Dettagli del compito |
Prosegui il resoconto del concerto di Bruce Springsteen al Circo Massimo, ripartendo subito dopo la sua ultima frase.

Estratto del testo |
----------------------------------------
Sessantamila circa, amanti della Musica e in particolare di quella di Bruce Springsteen e della E Street Band, hanno invaso il Circo Massimo, ridotto quasi a un pantano (pozzanghere ed erba non coltivata travolta dal fango) e non si sono fermati. In piedi hanno aspettato, ognuno di loro in uno spazio meno intriso d’acqua, ascoltando due band o relazionandosi. Ai lati del palco, come sempre, la bandiera statunitense e la bandiera italiana (del paese ospitante) e tanti maxischermi. Su di essi puntuale , come sempre, alle 19,30 The Boss, dopo sette lunghi anni, ha salutato Roma ed un urlo dei fan lo ha accolto. È stata subito musica e la gente ha cercato di non perdersi nulla. Come in tutti i concerti di Springsteen erano presenti tutte le generazioni : coppie anziane che si muovevano e cantavano come se avessero ritrovato il ritmo della loro giovinezza, bambini e bambine con il papà e la mamma, trascinati da quelle note, giovani innamorati e non. Vi erano italiani dai vari paesi e città della penisola e tanti stranieri ( inglesi, tedeschi, asiatici). Uniti da quella musica e da quelle parole.
Grande musica, non solo quella di Bruce, ma di tutta la band, dove ogni musicista è un talento. Sul palco Springsteen è il primo a divertirsi, trascinando pubblico e band. Il concerto non è solo rock, ma con Nightshift dei Commodores (dall’ultimo album di Springsteen Survive, album di cover) spazia nel soul e con Candy’s Room e Kitty’s back nel blues e nel jazz (grande performance di ogni musicista della band, soprattutto dei due batteristi (vi sono due batterie). Si capisce, allora, così perché tra quella folla di fan vi sia anche Sting, come riportato da alcune testate nazionali. Springsteen per tre ore canta e suona senza sosta. A settembre compirà settantaquattro anni, visibili nei capelli stempiati e brizzolati e nel non concedere più spazio all’interloquire e all’interagire con i fan dal palco e sul palco, pur non rinunciando a qualche discesa tra quelli nelle prime postazioni, per dare e ricevere strette di mano. Al di là di questo è sempre The Boss, Bruce Springsteen con camicia semiaperta e jeans neri, orecchini piccoli a cerchio, fasciature nere ai polsi e chitarre cambiate, gettandole, ad ogni canzone. Dopo aver cantato The promised land lancia la sua armonica verso il basso e un papà subito l’afferra per darla al figlio che ha tra le braccia. I maxi schermo, che oltre il palco, riportano spesso immagini dal pubblico, subito rimandano quanto sta accadendo.
Nei concerti di Bruce Springsteen vi è sempre un tributo a colui che piegò il sax tenore al rock e all’empatia musicale con lui, diventandone amico. Mi riferisco a Clarence Clemons, detto Big Man(Norfolk, 11 gennaio 1942 – Palm Beach, 18 giugno 2011). Anche in questo concerto questo tributo vi è stato.
Non manca nemmeno il tributo a Patti Smith con Because the night, canzone scritta con lei, canzone cantata e ballata da tutti.
----------------------------------------
Dati del materiale |
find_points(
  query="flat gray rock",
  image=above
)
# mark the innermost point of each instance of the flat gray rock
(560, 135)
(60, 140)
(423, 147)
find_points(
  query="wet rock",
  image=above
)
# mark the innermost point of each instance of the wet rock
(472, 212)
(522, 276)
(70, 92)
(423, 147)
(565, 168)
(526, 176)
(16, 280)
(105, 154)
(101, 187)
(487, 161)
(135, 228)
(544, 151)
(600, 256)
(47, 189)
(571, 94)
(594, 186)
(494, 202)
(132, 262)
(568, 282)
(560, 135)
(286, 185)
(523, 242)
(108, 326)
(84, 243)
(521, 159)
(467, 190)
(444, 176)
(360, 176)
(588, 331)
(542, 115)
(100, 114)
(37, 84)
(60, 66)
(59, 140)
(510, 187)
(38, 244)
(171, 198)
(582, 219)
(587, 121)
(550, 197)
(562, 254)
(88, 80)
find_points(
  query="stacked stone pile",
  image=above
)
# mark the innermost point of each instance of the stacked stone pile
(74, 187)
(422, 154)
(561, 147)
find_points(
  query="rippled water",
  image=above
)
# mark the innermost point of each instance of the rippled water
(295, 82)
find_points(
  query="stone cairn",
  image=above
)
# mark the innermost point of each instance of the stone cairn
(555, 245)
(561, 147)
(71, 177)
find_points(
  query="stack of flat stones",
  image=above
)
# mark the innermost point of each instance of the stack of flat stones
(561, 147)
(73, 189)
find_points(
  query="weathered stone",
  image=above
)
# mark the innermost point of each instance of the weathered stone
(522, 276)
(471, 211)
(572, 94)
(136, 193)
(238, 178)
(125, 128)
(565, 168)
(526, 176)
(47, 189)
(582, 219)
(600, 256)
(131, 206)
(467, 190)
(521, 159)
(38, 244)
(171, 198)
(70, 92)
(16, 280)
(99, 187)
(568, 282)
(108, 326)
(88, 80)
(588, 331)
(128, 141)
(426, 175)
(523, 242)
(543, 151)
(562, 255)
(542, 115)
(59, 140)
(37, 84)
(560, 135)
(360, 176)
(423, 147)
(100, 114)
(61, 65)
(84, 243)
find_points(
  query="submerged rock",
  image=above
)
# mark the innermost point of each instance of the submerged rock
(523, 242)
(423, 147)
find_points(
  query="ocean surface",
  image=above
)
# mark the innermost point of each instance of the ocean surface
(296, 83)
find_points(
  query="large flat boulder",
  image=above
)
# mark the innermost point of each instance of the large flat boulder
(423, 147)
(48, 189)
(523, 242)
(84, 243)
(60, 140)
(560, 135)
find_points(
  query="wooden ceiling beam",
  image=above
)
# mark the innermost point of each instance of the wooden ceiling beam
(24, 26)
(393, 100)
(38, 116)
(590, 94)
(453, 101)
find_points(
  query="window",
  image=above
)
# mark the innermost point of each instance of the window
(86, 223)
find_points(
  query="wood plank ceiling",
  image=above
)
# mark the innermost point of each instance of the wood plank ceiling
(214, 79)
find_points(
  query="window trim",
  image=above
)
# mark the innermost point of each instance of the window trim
----------------------------------------
Risposta all'esercizio |
È Bruce Springsteen il frontman che dirige ed esalta la band e che incita e trascina i sessantamila. È lui il primo a divertirsi trasmettendolo a chi è venuto al concerto e che ora come tutti gli altri, intorno a lui, si muove, balla, canta, urla, batte e muove le mani al ritmo. Tutti sono un’unica entità, che in quelle tre ore sta semplicemente bene. Felice. Il resto non esiste.
È la magia della musica che riempie l’aria e penetra dentro riempiendo di ognuno i vuoti, di varia natura.
La voce di Bruce più rauca e graffiante man mano che invecchia (è migliorata, stranamente, con il tempo) canta la rabbia contro la guerra con Death to my hometown, in particolare la morte in Vietnam dei componenti della sua prima band e con The born in the USA, che potrebbe far pensare ad un’esaltazione degli Stati Uniti, canta, invece, l’amara denuncia proprio di quella guerra per cui morirono tanti giovani americani, alcuni senza capire il perché. Springsteen non è soltanto una rock star: è, in primo luogo, un musicista e un cantautore. E canzoni come queste o come altre piene di impegno civile lo dimostrano. O Thunder Road, dove il sogno americano agognato (e realizzato da lui) è trasposto in quello di un giovane scapestrato che corteggia una ragazza affacciata al balcone, affinché scenda e vada con lui a cercarlo. Come ogni volta, Bruce è rimasto solo sul palco e canta Thunder road accompagnandosi con chitarra ed armonica, come ogni volta l’aria pare che cambi e diventi struggente.
Ieri tutti la cantavano e Springsteen subito si è adeguato a questa “voglia” del suo pubblico e” lo ha diretto” nell’esecuzione.
Gli ultimi “pezzi musicali” sono quelli più amati e conosciuti, oltre The born in the Usa, Born to run, She’s the one, scandita dal battito delle mani e Dancing in the dark.
Bella e coinvolgente canzone. Tutti si muovono seguendo la musica.